## [Exercício proposto 1]
No texto sobre a agenda Mulheres, Paz e Segurança, quais são todos os componentes do amplo movimento internacional em que a agenda se transformou?
## [Exercício proposto 2]
Retorne, do texto sobre a agenda Mulheres, Paz e Segurança, o trecho entre "A Agenda Mulheres, Paz" e "e segurança internacionais.", inclusive.

A Agenda Mulheres, Paz e Segurança (MPS) é um quadro político global que busca aumentar os papéis, direitos e proteção das mulheres em processos de conflito e paz. Lançada na virada do século XXI pelas Nações Unidas, reconhece que conflitos armados afetam mulheres e meninas de forma única e que a inclusão das mulheres é vital para uma paz duradoura. Nas últimas duas décadas, a agenda MPS cresceu para se tornar um amplo movimento internacional envolvendo resoluções da ONU, planos de ação nacionais e iniciativas de base. No entanto, também foi criticada por alguns acadêmicos, e ainda existem lacunas em sua implementação. Por causa disso, há uma necessidade de ação internacional renovada em favor dos papéis das mulheres em questões de paz e segurança internacionais.
Resumo
- A agenda MPS é um quadro, dentro das Nações Unidas, para enfatizar a proteção das mulheres em tempos de guerra, a prevenção da violência baseada em gênero e a participação das mulheres nos esforços de paz.

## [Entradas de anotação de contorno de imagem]

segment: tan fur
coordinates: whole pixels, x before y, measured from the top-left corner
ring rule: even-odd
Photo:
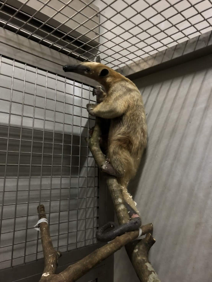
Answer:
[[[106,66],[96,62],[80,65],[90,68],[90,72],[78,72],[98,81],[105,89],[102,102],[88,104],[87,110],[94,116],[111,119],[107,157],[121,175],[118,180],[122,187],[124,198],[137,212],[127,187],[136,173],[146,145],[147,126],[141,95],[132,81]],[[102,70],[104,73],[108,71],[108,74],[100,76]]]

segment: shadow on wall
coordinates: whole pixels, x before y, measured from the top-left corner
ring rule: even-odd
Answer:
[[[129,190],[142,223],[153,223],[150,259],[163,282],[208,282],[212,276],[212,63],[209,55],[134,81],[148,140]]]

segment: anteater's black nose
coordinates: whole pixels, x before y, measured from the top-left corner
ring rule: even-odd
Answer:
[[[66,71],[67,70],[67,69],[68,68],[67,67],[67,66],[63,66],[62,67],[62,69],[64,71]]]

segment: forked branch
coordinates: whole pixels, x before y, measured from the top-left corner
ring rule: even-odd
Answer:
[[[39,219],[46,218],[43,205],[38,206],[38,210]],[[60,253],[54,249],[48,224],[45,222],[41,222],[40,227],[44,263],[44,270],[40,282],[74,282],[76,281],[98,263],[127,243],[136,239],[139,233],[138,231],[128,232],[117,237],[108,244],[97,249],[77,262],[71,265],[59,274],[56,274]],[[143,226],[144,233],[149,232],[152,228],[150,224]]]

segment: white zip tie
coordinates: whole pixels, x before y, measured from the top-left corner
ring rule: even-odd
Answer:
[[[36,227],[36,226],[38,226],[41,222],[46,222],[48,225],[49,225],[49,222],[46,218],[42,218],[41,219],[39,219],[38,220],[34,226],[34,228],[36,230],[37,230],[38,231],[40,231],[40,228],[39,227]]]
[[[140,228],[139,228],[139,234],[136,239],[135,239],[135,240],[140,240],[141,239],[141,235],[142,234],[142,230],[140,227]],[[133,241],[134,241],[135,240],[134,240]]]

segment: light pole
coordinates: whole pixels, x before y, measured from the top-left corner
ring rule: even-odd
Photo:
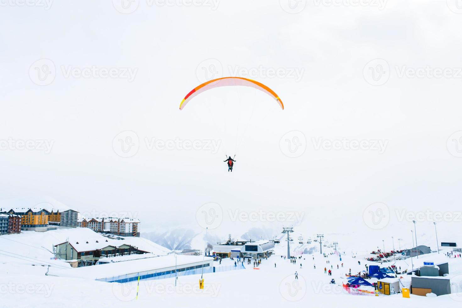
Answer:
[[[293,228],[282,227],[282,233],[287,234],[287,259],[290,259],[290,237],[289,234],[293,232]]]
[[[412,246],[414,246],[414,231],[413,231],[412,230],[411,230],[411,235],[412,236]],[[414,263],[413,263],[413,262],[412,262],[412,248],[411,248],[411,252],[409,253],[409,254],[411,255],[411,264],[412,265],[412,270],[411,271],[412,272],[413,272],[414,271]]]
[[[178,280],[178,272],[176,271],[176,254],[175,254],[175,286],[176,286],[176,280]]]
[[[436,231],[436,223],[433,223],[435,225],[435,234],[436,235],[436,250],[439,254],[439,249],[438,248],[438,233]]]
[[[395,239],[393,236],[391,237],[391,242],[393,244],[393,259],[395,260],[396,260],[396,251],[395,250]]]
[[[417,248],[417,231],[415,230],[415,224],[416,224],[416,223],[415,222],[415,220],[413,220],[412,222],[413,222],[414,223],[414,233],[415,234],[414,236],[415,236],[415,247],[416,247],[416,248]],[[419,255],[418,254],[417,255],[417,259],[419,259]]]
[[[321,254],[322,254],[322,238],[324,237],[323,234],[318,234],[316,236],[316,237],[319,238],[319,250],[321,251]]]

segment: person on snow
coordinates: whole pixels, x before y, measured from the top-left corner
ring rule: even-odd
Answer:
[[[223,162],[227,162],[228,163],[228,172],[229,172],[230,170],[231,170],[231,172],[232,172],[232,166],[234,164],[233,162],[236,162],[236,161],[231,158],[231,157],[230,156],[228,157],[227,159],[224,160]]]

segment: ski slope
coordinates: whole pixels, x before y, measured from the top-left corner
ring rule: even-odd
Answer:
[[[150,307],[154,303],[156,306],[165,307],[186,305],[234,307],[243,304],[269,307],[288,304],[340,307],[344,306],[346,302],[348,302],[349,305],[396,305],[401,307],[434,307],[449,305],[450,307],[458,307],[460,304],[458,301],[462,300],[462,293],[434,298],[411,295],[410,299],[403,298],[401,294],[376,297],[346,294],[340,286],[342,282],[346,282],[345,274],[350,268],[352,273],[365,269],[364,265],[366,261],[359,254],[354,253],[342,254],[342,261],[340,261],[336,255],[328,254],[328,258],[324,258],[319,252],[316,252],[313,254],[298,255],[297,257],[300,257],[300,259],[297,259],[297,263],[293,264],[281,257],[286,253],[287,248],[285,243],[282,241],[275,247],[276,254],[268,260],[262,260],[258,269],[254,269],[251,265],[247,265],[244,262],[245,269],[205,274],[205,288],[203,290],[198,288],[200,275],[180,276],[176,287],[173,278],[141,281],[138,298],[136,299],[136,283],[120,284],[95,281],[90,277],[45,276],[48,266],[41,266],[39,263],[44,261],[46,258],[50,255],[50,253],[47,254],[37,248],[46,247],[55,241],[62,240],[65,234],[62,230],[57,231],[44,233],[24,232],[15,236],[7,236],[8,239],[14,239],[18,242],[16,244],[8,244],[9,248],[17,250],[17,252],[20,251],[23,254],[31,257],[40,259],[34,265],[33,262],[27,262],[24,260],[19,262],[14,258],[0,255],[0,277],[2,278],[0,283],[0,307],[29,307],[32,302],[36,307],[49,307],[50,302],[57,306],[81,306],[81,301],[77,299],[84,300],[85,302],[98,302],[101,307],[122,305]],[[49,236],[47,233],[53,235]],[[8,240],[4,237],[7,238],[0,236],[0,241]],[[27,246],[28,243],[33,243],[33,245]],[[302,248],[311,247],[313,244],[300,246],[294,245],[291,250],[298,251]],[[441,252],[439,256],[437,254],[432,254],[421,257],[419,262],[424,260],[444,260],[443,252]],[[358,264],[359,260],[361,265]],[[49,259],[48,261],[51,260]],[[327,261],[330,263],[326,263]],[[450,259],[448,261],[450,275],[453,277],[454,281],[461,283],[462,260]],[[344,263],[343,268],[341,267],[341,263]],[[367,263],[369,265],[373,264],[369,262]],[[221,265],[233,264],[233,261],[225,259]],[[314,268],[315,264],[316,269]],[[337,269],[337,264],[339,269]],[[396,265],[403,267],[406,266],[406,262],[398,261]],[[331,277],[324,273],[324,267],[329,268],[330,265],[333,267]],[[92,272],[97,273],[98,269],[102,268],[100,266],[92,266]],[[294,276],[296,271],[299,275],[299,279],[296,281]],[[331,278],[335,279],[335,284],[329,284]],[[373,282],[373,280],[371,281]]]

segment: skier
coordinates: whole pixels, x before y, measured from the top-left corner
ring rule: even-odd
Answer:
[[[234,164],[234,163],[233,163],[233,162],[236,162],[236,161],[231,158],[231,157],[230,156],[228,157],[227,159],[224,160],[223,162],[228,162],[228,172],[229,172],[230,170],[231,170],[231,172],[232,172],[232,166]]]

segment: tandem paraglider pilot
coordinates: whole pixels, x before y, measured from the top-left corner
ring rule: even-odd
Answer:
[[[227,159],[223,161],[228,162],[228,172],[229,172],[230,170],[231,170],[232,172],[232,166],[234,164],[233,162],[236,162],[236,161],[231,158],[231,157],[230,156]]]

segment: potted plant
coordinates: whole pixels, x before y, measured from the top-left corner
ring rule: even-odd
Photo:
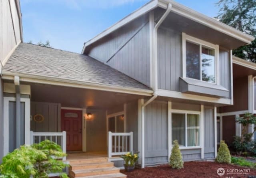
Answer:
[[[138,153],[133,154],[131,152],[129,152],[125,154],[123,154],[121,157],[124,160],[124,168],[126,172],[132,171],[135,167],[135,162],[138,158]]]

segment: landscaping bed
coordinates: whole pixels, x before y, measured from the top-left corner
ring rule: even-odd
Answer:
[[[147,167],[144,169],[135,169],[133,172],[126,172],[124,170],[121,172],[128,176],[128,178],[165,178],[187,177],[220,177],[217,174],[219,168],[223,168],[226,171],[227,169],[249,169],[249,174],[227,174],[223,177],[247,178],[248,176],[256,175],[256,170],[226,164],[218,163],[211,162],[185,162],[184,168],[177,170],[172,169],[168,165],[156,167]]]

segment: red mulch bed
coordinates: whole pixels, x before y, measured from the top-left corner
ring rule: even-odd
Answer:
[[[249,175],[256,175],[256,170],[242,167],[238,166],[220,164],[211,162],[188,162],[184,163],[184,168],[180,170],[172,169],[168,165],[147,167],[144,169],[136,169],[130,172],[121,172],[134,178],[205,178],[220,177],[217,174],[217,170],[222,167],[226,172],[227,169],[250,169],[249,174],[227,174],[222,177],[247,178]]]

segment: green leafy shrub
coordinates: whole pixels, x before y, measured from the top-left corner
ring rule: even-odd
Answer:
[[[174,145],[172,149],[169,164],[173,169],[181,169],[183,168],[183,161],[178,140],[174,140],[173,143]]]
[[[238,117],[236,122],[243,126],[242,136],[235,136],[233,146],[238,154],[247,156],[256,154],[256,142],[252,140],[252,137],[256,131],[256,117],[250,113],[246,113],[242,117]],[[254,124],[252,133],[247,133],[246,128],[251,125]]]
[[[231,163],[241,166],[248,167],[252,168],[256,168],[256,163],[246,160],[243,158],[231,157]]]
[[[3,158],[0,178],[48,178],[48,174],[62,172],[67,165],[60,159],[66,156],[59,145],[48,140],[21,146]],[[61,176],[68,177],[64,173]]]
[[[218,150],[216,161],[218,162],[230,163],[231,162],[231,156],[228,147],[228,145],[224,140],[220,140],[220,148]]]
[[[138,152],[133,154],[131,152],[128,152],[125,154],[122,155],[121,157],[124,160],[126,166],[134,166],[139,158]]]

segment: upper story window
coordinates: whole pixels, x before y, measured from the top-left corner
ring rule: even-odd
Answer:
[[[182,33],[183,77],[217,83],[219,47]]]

## [Resolução do problema 1]
- resoluções da ONU
- planos de ação nacionais
- iniciativas de base

## [Resolução do problema 2]
A Agenda Mulheres, Paz e Segurança (MPS) é um quadro político global que busca aumentar os papéis, direitos e proteção das mulheres em processos de conflito e paz. Lançada na virada do século XXI pelas Nações Unidas, reconhece que conflitos armados afetam mulheres e meninas de forma única e que a inclusão das mulheres é vital para uma paz duradoura. Nas últimas duas décadas, a agenda MPS cresceu para se tornar um amplo movimento internacional envolvendo resoluções da ONU, planos de ação nacionais e iniciativas de base. No entanto, também foi criticada por alguns acadêmicos, e ainda existem lacunas em sua implementação. Por causa disso, há uma necessidade de ação internacional renovada em favor dos papéis das mulheres em questões de paz e segurança internacionais.